-- Tâches à faire --
**1)** Recopiez fidèlement le passage de la page qui va de « Bernard, après avoir » jusqu'à « une heureuse vieillesse. ».
**2)** Réécrivez sous forme de liste brève le paragraphe de la page qui commence par « Leur sœur Ombeline », en conservant ses faits principaux.

-------- Page --------

Bernard, après avoir appris pendant quelque temps à converser avec les hommes, à agir comme eux et à supporter les
choses inhérentes à l'humanité, commença à goûter au milieu de ses frères et avec eux les fruits de son changement de vie. Son père, qui était demeuré seul à la maison, vint rejoindre ses
enfants et partager leur genre de vie. Après avoir passé ainsi quelque temps avec eux, il mourut dans une heureuse vieillesse.
Leur sœur Ombeline, qui était restée dans le monde où elle s'était mariée, y menait une vie toute mondaine, au milieu de tous les dangers qui accompagnent les richesses de la terre. Un jour
pourtant, Dieu lui inspira la pensée d'aller voir ses frères, mais lorsqu'elle fut arrivée pour voir son vénérable frère, et qu'elle attendait avec une suite nombreuse et magnifique qu'il vînt
recevoir sa visite, Bernard ne lui témoigna que de l'horreur et une sorte d'aversion comme pour une personne qui aidait elle-même le démon à dresser des piéges aux âmes pour les prendre, et il ne
voulut point se montrer à elle pour recevoir sa visite.

-------- Liste des entrées --------

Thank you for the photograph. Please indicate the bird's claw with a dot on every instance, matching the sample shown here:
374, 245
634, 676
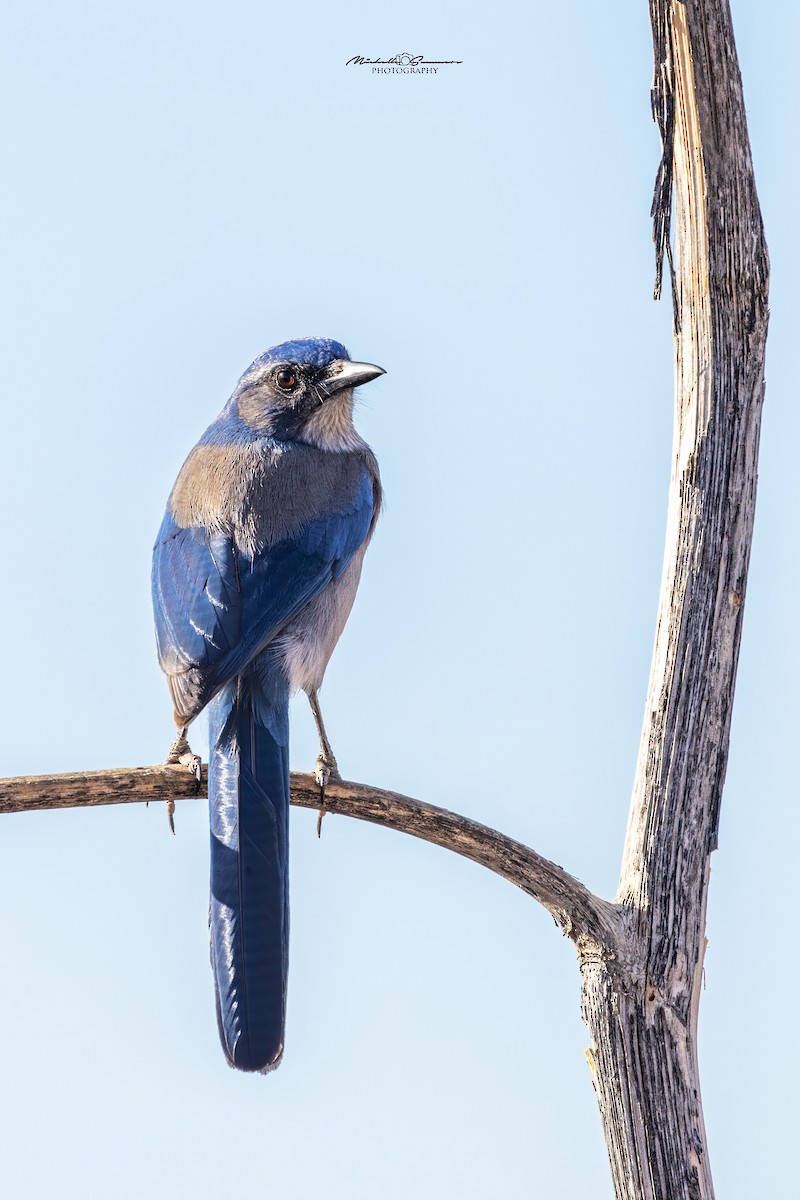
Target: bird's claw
181, 755
325, 769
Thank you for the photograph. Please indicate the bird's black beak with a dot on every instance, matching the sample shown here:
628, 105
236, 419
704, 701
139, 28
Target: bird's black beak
342, 373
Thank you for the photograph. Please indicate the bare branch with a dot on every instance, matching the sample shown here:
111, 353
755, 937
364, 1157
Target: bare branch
644, 1021
581, 915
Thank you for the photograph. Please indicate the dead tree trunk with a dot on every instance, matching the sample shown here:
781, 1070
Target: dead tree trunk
641, 955
641, 997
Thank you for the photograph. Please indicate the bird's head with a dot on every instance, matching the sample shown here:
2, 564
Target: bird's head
301, 389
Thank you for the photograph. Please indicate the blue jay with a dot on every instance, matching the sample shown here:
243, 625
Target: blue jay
254, 573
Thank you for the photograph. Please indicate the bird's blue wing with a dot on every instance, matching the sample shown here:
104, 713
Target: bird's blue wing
216, 607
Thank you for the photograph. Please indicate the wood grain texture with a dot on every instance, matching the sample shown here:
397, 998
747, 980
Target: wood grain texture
643, 1017
581, 915
641, 955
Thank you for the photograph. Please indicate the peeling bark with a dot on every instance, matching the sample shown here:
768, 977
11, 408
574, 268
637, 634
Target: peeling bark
642, 955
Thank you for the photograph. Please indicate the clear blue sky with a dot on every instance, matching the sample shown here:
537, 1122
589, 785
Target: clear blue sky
185, 186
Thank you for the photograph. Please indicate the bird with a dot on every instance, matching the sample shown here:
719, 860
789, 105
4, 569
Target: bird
254, 573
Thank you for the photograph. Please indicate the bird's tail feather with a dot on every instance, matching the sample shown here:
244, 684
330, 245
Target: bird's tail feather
248, 799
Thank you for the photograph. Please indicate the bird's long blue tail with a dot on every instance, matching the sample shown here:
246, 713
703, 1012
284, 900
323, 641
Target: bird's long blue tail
248, 801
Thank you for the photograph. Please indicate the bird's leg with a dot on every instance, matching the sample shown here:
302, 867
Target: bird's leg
181, 754
325, 768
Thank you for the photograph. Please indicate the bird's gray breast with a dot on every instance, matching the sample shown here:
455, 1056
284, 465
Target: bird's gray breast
307, 642
263, 492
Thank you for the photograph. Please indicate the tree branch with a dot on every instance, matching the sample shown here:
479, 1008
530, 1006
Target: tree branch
578, 912
644, 1021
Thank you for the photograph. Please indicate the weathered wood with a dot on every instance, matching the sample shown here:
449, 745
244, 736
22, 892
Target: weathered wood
579, 913
641, 957
641, 1007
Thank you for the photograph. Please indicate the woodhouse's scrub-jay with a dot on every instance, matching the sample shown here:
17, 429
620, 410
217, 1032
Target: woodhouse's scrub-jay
254, 573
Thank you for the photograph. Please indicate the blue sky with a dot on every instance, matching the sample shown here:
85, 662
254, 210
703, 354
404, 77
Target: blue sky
185, 186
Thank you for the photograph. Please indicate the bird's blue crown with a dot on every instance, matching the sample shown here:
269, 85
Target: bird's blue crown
313, 352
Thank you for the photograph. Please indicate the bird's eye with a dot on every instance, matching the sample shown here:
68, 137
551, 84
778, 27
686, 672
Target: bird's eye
287, 379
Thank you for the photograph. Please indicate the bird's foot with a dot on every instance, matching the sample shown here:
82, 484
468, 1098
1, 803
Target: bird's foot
181, 755
325, 769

--------

-- Résultats par tâche --
**1)**
Bernard, après avoir appris pendant quelque temps à converser avec les hommes, à agir comme eux et à supporter les
choses inhérentes à l'humanité, commença à goûter au milieu de ses frères et avec eux les fruits de son changement de vie. Son père, qui était demeuré seul à la maison, vint rejoindre ses
enfants et partager leur genre de vie. Après avoir passé ainsi quelque temps avec eux, il mourut dans une heureuse vieillesse.

**2)**
- Ombeline, leur sœur, était restée dans le monde, où elle s'était mariée, et menait une vie mondaine au milieu des dangers liés aux richesses.
- Un jour, Dieu lui inspira la pensée d'aller voir ses frères.
- Arrivée avec une suite nombreuse et magnifique, elle attendit que Bernard vienne recevoir sa visite.
- Bernard ne lui témoigna que de l'horreur, la voyant comme une personne qui aidait le démon à tendre des pièges aux âmes.
- Il refusa de se montrer à elle.